╭─ PASSAGE FOR REVIEW

FOOD FOR THOUGHT
Mark R. Vogel
Epicure1@optonline.net
French Food
What comes to mind when you think of French cuisine? Lavish
food? Cream and butter? Red wine? Pastry? Big price tag? There are many facets
to French food and cooking. First of all, there is no one type of French
cuisine. The nature of French cooking, just like Italian, is highly dependent on
the particular region of the country in question. However, technique, culinary
history, and stylistic trends do play a unifying role in shaping the scope of
French cooking.
Geography affects gastronomy via two key mechanisms. First,
the microclimate, and the unique characteristics of the land in any given
location determines which food products can be cultivated. Second, proximity to
certain natural food sources, (oceans, forests, etc.), as well as to the
influence of neighboring cultures, will shape a region’s culinary destiny.
It is no surprise then that the cuisine of Brittany &
Normandy, on the northwest coast of France, is dominated by seafood. However,
the land here is suitable to raising cattle and apple trees. Thus, dairy
products, cheeses and various apple preparations, (including the infamous apple
brandy Calvados), play an integral role.
The food of Alsace, which borders Germany in the northeast,
is clearly infiltrated with German influences, most notably the dish Choucroute
garni, which is sauerkraut combined with pork and/or sausages. Even their wines
are more similar to neighboring Germany than the rest of France. Alsace is also
known for its fruits, use of foie gras, and savory tarts, such as quiche
Lorraine. Foie gras is the liver of fattened (from over-fed), ducks or geese.

╰─

- [YOUR ASSIGNMENT] List every question the French food column poses in its opening paragraph. You won't need the records that follow the text.

╭─ DATA RECORDS

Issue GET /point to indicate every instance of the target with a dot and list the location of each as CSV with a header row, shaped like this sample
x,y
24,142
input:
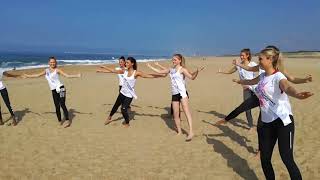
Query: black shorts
x,y
178,97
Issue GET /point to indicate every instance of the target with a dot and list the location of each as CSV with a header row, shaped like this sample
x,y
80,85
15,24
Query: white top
x,y
128,85
274,103
53,79
247,75
178,83
1,74
120,76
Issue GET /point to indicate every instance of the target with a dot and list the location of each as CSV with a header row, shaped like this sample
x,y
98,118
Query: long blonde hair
x,y
183,60
276,56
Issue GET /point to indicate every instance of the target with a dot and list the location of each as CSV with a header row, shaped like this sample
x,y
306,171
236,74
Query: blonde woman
x,y
177,73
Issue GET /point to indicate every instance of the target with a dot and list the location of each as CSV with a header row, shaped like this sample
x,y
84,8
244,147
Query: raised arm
x,y
109,70
60,71
289,90
297,80
10,75
230,71
42,73
145,75
163,71
160,66
192,75
248,68
248,82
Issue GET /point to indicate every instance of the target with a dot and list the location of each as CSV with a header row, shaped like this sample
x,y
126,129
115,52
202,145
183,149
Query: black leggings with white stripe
x,y
270,133
59,100
5,97
124,102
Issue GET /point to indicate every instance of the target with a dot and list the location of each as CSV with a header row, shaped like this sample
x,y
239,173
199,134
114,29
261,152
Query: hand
x,y
221,121
200,69
303,95
236,81
235,62
309,78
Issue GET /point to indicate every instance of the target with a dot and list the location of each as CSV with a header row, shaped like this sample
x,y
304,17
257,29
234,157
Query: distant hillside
x,y
293,54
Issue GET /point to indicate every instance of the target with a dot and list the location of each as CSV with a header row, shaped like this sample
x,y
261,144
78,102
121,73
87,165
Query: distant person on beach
x,y
5,96
245,56
253,101
127,92
276,115
122,66
57,88
177,73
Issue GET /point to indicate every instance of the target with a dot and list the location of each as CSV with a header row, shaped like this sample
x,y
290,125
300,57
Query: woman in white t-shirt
x,y
276,115
122,66
177,73
127,92
245,56
5,96
57,88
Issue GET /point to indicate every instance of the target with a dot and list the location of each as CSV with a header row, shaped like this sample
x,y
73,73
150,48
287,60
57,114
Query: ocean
x,y
18,60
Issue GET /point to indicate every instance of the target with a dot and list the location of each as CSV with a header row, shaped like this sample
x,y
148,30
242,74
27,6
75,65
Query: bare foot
x,y
68,124
221,121
190,136
126,125
257,155
14,120
107,122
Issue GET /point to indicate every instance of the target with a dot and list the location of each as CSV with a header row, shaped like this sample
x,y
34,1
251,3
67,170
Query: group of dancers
x,y
269,90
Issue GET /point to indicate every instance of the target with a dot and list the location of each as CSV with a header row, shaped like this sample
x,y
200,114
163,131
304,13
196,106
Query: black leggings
x,y
246,105
270,133
125,103
59,100
5,96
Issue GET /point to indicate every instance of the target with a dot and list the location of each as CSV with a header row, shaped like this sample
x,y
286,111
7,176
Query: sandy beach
x,y
39,148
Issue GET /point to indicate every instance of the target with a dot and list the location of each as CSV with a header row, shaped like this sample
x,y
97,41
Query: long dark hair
x,y
133,60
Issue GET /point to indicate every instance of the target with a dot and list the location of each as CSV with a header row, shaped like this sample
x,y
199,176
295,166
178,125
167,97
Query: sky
x,y
192,27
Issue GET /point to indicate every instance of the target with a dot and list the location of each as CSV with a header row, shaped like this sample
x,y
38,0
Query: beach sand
x,y
39,148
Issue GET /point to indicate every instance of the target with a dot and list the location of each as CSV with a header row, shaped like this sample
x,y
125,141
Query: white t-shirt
x,y
53,79
120,76
128,85
247,75
274,103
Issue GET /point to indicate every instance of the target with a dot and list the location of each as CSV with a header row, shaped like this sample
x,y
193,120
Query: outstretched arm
x,y
248,82
68,75
248,68
144,75
160,66
10,75
192,75
230,71
284,86
109,70
163,71
42,73
297,80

╰─

- [TASK ANSWER]
What comes to mind when you think of French cuisine?
Lavish food?
Cream and butter?
Red wine?
Pastry?
Big price tag?